- **Goal**:
Give each line of the items below as one string in a JSON list, skipping blank lines.

───

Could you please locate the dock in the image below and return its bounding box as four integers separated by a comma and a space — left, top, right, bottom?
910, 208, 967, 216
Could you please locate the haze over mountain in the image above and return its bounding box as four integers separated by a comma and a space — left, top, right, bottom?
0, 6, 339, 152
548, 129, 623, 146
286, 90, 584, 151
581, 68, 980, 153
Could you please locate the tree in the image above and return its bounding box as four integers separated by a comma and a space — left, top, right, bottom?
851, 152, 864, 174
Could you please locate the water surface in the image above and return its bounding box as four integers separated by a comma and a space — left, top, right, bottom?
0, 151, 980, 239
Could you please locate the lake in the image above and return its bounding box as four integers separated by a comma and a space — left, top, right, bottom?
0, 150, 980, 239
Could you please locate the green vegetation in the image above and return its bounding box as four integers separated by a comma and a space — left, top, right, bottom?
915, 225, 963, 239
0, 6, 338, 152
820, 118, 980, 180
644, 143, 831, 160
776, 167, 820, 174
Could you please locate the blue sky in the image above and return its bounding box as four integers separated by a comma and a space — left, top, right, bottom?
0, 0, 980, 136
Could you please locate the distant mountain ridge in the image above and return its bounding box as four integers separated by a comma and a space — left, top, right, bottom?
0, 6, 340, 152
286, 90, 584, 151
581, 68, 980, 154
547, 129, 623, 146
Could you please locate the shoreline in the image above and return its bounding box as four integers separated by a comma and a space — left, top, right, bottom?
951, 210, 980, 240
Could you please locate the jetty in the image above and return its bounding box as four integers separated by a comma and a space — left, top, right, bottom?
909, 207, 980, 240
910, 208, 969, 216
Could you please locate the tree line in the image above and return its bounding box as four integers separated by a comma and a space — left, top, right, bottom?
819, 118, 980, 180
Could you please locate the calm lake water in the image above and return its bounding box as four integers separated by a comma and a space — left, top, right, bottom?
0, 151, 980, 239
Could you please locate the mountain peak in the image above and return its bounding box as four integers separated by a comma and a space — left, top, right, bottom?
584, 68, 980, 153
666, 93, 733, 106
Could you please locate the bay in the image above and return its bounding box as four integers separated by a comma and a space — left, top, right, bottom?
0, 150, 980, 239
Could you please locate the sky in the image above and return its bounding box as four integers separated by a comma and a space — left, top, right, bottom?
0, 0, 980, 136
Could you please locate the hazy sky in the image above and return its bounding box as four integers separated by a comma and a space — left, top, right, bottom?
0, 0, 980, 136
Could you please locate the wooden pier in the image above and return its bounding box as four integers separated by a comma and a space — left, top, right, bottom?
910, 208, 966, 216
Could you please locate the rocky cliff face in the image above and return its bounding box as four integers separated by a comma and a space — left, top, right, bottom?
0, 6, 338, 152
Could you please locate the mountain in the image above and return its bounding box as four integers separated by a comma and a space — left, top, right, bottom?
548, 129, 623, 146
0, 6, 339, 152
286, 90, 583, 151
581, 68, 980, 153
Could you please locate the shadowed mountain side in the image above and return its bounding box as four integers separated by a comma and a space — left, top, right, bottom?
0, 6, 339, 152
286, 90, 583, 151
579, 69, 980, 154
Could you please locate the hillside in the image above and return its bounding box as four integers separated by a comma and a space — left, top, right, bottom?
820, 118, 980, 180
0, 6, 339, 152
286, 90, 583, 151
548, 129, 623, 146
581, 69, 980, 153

───

- **Problem solution**:
[
  "Could you please locate the dock in the image below and return its bounding box as four integers separated by a comma and a space — left, top, right, bottom?",
  "910, 208, 967, 216",
  "Could you please locate the haze over mountain in the image above and return its bounding box as four integers separated by a comma and a space — left, top, right, bottom?",
  "0, 6, 339, 152",
  "548, 129, 623, 146",
  "286, 90, 584, 151",
  "581, 68, 980, 153",
  "Could you please locate the tree in the image above and return its bounding box as four integers separated by a comma and a space — left, top, right, bottom?",
  "851, 152, 864, 174",
  "Could you please locate the water surface in the image above and return its bounding box as four integers separated by a comma and a space — left, top, right, bottom?",
  "0, 151, 980, 239",
  "Could you please locate the lake in the image above and return its bounding box as four integers separated by a comma and a space — left, top, right, bottom?",
  "0, 150, 980, 239",
  "Could you please locate the green vegetation in the image above and return its bounding box as four integers separated by a comma and a space — left, top, right, bottom?",
  "915, 225, 963, 239",
  "0, 6, 338, 152",
  "820, 118, 980, 180",
  "644, 143, 831, 160",
  "776, 167, 820, 174",
  "Could you please locate the blue sky in the image above and return its bounding box as four integers separated by a comma and a space — left, top, right, bottom?",
  "0, 0, 980, 136",
  "Could you please locate the distant mountain ridge in the image above and return its bounding box as four integers separated by a comma and a space — left, top, right, bottom?",
  "0, 6, 340, 152",
  "286, 90, 584, 151",
  "581, 68, 980, 154",
  "547, 129, 623, 146",
  "Could you please locate the shoreline in the image above and return its bounding box as four integers separated by a comma and a space — left, top, right, bottom?",
  "951, 210, 980, 240",
  "Could you please locate the jetty in the image above and return its bounding box as four integers separated by a comma and a space — left, top, right, bottom?",
  "909, 207, 980, 240",
  "910, 208, 969, 216",
  "Could you please locate the tree line in the image above and return its bounding box as four integers separated by a comma and a space — left, top, right, bottom?",
  "819, 118, 980, 180",
  "Could you please locate the calm lake water in the image above and return its bounding box as four integers separated by a comma and a space — left, top, right, bottom?",
  "0, 151, 980, 239",
  "Could you please locate the mountain peak in the image above and return its bounding box as four integers separated by a comma and a space — left, top, right, bottom?",
  "584, 68, 980, 153",
  "666, 93, 733, 106",
  "Could you please locate the bay in the image above and return its bounding box as four integers separated by a comma and a space — left, top, right, bottom?",
  "0, 150, 980, 239",
  "Could you please locate the sky in the image above and return its bounding box as four integers separated by a comma and a space — left, top, right, bottom?",
  "0, 0, 980, 136",
  "Could you please locate the hazy sky in the image above and return its bounding box as four integers separated by a comma and a space — left, top, right, bottom?",
  "0, 0, 980, 136",
  "Could you please locate the wooden pier in the image above and return its bounding box as four integers separated by a comma and a space — left, top, right, bottom?",
  "910, 208, 966, 216",
  "Could you please locate the rocky cliff face in the image above and return its bounding box as four integers separated by a comma and a space — left, top, right, bottom?",
  "0, 6, 338, 152",
  "Could you please locate the mountain in the image above and return its bounding box as four integers separated by a comma and a space — left, top, right, bottom?",
  "548, 129, 623, 146",
  "0, 6, 339, 152",
  "286, 90, 583, 151",
  "581, 68, 980, 153",
  "Could you please locate the shadowed mountain side in the image above and return its bounding box as four integers separated by a comma and a space — left, top, right, bottom?",
  "0, 6, 339, 152",
  "286, 90, 583, 151",
  "579, 69, 980, 154",
  "Could you please locate the hillside in the image above and return its bounding box as four integers separated by a comma and a space — left, top, right, bottom?",
  "820, 118, 980, 180",
  "0, 6, 339, 152",
  "286, 90, 583, 151",
  "548, 129, 623, 146",
  "581, 69, 980, 153"
]